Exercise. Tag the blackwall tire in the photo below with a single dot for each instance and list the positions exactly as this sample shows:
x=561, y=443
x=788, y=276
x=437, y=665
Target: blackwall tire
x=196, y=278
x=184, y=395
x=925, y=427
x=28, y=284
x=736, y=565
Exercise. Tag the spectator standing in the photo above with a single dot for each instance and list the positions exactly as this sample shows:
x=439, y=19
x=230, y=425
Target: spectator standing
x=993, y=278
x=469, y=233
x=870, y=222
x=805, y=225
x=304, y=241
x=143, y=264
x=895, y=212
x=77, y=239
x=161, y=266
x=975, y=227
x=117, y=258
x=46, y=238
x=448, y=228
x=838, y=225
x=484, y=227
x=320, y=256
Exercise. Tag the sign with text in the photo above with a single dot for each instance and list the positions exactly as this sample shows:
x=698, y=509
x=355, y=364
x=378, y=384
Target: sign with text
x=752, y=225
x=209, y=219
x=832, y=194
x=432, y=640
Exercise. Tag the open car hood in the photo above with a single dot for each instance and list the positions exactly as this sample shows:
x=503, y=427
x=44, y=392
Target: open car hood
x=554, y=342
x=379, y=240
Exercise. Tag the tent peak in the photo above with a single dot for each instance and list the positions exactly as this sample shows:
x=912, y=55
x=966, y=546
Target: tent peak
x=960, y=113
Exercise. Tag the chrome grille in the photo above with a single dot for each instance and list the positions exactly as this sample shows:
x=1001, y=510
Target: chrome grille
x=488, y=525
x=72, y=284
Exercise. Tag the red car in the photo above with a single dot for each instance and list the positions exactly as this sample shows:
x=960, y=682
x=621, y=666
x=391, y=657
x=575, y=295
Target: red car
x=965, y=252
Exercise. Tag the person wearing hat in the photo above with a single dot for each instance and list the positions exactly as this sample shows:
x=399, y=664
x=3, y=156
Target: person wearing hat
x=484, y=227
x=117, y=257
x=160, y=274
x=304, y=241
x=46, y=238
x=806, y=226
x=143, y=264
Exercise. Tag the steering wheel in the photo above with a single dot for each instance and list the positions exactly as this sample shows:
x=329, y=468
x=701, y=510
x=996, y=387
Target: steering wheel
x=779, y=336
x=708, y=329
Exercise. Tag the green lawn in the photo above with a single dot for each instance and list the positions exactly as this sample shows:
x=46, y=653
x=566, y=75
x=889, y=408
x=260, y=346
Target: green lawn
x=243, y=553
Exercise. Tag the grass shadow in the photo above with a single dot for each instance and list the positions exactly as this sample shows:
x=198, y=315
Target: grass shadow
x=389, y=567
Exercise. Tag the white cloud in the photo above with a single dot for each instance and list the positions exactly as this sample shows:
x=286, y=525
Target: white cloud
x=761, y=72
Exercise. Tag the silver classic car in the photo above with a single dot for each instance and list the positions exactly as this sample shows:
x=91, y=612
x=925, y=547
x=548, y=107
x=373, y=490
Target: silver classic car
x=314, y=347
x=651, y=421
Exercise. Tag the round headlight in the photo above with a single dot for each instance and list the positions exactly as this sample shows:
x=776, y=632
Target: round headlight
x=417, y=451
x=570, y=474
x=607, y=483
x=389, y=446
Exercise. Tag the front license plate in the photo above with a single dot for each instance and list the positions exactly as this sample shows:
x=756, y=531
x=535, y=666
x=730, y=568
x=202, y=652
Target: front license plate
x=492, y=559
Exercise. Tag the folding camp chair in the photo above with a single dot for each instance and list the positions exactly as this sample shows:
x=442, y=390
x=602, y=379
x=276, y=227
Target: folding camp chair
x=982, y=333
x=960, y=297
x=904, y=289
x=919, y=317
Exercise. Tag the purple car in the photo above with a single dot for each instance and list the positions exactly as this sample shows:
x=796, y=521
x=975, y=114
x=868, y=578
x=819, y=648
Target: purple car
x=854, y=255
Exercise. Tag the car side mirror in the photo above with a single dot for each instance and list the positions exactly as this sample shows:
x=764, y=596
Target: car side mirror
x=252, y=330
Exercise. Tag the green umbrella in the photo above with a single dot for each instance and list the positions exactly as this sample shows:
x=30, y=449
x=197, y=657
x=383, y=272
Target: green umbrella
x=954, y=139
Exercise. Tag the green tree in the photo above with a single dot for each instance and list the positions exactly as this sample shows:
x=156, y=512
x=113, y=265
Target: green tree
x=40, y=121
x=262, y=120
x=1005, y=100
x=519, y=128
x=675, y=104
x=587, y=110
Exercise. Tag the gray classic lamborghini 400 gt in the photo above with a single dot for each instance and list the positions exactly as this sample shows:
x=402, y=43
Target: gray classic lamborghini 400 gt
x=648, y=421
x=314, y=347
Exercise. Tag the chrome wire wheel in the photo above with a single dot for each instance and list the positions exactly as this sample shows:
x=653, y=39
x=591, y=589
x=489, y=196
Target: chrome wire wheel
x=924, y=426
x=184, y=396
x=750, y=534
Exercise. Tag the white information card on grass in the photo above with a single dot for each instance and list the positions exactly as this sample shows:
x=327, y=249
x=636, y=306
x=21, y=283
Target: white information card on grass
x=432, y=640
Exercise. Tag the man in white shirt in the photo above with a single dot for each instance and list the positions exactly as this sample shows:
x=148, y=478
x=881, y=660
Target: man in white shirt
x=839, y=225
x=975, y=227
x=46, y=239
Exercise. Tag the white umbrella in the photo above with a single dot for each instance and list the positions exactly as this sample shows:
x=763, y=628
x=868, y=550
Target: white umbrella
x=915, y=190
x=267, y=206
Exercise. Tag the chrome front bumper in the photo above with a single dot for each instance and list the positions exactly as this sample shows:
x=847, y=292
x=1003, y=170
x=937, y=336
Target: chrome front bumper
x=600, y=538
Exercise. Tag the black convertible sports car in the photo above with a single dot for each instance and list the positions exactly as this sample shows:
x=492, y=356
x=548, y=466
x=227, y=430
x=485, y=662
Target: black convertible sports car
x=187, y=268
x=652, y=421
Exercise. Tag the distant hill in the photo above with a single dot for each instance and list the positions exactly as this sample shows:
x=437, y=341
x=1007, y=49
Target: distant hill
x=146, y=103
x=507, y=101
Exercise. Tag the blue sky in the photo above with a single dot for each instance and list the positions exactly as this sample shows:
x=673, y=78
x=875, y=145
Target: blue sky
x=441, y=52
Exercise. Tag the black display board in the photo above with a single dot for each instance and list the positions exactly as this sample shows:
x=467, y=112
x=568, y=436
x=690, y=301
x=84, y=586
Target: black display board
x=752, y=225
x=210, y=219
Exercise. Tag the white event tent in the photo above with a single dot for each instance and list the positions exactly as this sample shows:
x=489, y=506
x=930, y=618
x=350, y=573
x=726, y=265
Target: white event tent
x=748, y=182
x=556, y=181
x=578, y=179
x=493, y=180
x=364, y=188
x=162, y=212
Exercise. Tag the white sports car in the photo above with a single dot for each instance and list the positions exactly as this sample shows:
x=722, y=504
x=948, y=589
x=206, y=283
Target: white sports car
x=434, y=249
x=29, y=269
++++++++++++++++++++
*DIRECTIVE:*
Retype the data in full and match it exactly.

*RESULT FOR THIS TASK:*
Exercise. Tag the blackwall tire in the photo below with a single dot for each instance and list the positions exactly as this sample shows:
x=561, y=443
x=788, y=276
x=437, y=665
Target: blackwall tire
x=196, y=278
x=184, y=395
x=925, y=427
x=28, y=284
x=736, y=565
Exercise. Tag the spectator standing in the photo above with a single dot for each instance and list the positions exactly as this sample shows:
x=439, y=19
x=230, y=425
Target: spectator standing
x=993, y=278
x=469, y=233
x=870, y=222
x=805, y=225
x=304, y=241
x=143, y=264
x=895, y=212
x=77, y=239
x=161, y=266
x=975, y=227
x=117, y=258
x=46, y=238
x=448, y=228
x=838, y=225
x=484, y=227
x=320, y=256
Exercise. Tag the sign with text in the photo above with a single dot for each instance and list the positions exactly as this sample shows:
x=698, y=509
x=355, y=364
x=378, y=384
Target: sign with text
x=752, y=225
x=209, y=219
x=832, y=194
x=432, y=640
Exercise. Tag the open car hood in the photo above with a single dot for each instance and list the positions exactly as this sample shows:
x=503, y=427
x=44, y=392
Target: open car hood
x=554, y=342
x=379, y=240
Exercise. Tag the tent peak in the photo above with a single dot for each instance and list the positions exactly as this sample shows:
x=912, y=55
x=966, y=546
Target: tent peak
x=960, y=113
Exercise. Tag the chrome grille in the photo above with a single dot for each instance and list the positions exactly as this sample shows:
x=1001, y=510
Target: chrome grille
x=488, y=525
x=72, y=284
Exercise. Tag the red car in the photo above with a single dot for each instance and list the positions exactly as this sample shows:
x=960, y=682
x=621, y=666
x=391, y=657
x=575, y=295
Target: red car
x=965, y=252
Exercise. Tag the person wearing hat in the photo above with a single dot for each instance and list the positions exactly as this sample shows:
x=399, y=664
x=3, y=156
Target: person wearing hat
x=484, y=227
x=117, y=257
x=160, y=274
x=304, y=241
x=46, y=238
x=806, y=226
x=143, y=264
Exercise. Tag the steering wheel in the photo above with a single dot for each instance and list the positions exactly as this sample shows:
x=329, y=468
x=701, y=510
x=996, y=387
Target: steering wheel
x=779, y=336
x=708, y=329
Exercise. Tag the green lawn in the photo above with a single dot for each instance and list the positions exactly as this sample shows:
x=46, y=653
x=566, y=75
x=889, y=408
x=260, y=346
Target: green lawn
x=243, y=553
Exercise. Tag the grass shadow in the photo above with a single dot for each instance and list the positions exactly as this sample shows:
x=198, y=315
Target: grass shadow
x=389, y=567
Exercise. Tag the white cloud in the photo above with a single dot for each instance and list the positions exactly as this sample shows:
x=286, y=525
Target: white cloud
x=761, y=72
Exercise. Tag the silver classic car in the photo above with a single dot for each instance and list the positions exactly as this sample shows:
x=91, y=612
x=925, y=547
x=548, y=107
x=373, y=490
Target: silver classic car
x=314, y=347
x=651, y=421
Exercise. Tag the round headlight in the photo above with a single dot for each instance and list the positions exactly as this sample shows:
x=776, y=632
Target: round headlight
x=417, y=451
x=570, y=474
x=607, y=483
x=389, y=446
Exercise. Tag the front license plate in the photo above with a single dot for each instance and list the positions exactly as this sample shows:
x=756, y=531
x=535, y=666
x=730, y=568
x=202, y=652
Target: front license plate
x=492, y=559
Exercise. Tag the folding camp chair in the photo above with a single dot for each instance and list the positions exactly as this sample shows:
x=442, y=390
x=602, y=379
x=276, y=227
Target: folding camp chair
x=982, y=333
x=960, y=297
x=904, y=289
x=919, y=317
Exercise. Tag the purple car in the photo above with a single dot for each instance and list the positions exactly as this sample shows:
x=796, y=521
x=975, y=114
x=868, y=578
x=819, y=648
Target: purple car
x=854, y=255
Exercise. Tag the car side mirror in the photo above with a single dot for each instance and list the positions exactly as this sample shows:
x=764, y=596
Target: car side mirror
x=252, y=330
Exercise. Tag the green umbrella in the photo above with a single dot for each instance and list the positions exactly as this sample shows:
x=30, y=449
x=197, y=657
x=383, y=272
Target: green umbrella
x=954, y=139
Exercise. Tag the green tree in the photo above with a single dot for each instance and list the positions exactly as this sample shows:
x=156, y=512
x=113, y=265
Target: green tree
x=40, y=121
x=262, y=120
x=1005, y=100
x=519, y=128
x=675, y=104
x=587, y=110
Exercise. Tag the gray classic lamborghini 400 gt in the photo above with a single dot for each instance and list the positions exactly as this sample shows:
x=402, y=43
Target: gray classic lamborghini 400 gt
x=648, y=421
x=314, y=347
Exercise. Tag the chrome wire wheel in the photo above with a single dot for each instance and list the positions exactly as this sample shows:
x=653, y=39
x=591, y=589
x=489, y=196
Target: chrome wire wheel
x=924, y=426
x=184, y=396
x=750, y=534
Exercise. Tag the white information card on grass in the photo above with a single dot for each instance and list the positions exactly as this sample shows:
x=327, y=249
x=636, y=306
x=21, y=283
Target: white information card on grass
x=432, y=640
Exercise. Tag the man in white shirt in the photo above with a single dot for each instance and list the positions exactly as this sample shows:
x=148, y=478
x=881, y=660
Target: man in white shirt
x=839, y=225
x=975, y=227
x=46, y=239
Exercise. Tag the white umbrella in the photo above with a single dot for each instance and list the positions exactly as this sample shows:
x=763, y=628
x=868, y=550
Target: white umbrella
x=915, y=190
x=267, y=206
Exercise. Tag the chrome front bumper in the photo above with a single dot for each instance and list the positions exactly as this sample shows:
x=847, y=292
x=1003, y=170
x=937, y=336
Target: chrome front bumper
x=600, y=538
Exercise. Tag the black convertible sports car in the photo above with a single dot for each instance and list the positions exactly as this sample shows:
x=492, y=356
x=548, y=466
x=227, y=430
x=485, y=662
Target: black convertible sports car
x=187, y=268
x=652, y=421
Exercise. Tag the distant hill in the photo above with a single dot for each instance and list the positions exactly as this sample shows:
x=437, y=341
x=1007, y=49
Target: distant hill
x=146, y=103
x=507, y=101
Exercise. Tag the blue sky in the photo above with a single dot for each instance and list the positions exactly as this sample shows:
x=673, y=78
x=875, y=145
Target: blue sky
x=441, y=52
Exercise. Tag the black display board in the photo above with a single dot for each instance and list the positions exactly as this sample shows:
x=467, y=112
x=568, y=436
x=690, y=301
x=84, y=586
Target: black display board
x=752, y=225
x=210, y=219
Exercise. Tag the white event tent in the photo above with a single dot for each instance and list the positions exactly as this sample shows:
x=489, y=506
x=930, y=618
x=350, y=573
x=726, y=265
Target: white event tent
x=748, y=182
x=556, y=181
x=578, y=179
x=493, y=180
x=364, y=188
x=162, y=212
Exercise. Tag the white sports car in the photo above with a single dot for each instance and list the positions exactly as this sample shows:
x=722, y=504
x=948, y=589
x=206, y=283
Target: white sports car
x=434, y=249
x=29, y=269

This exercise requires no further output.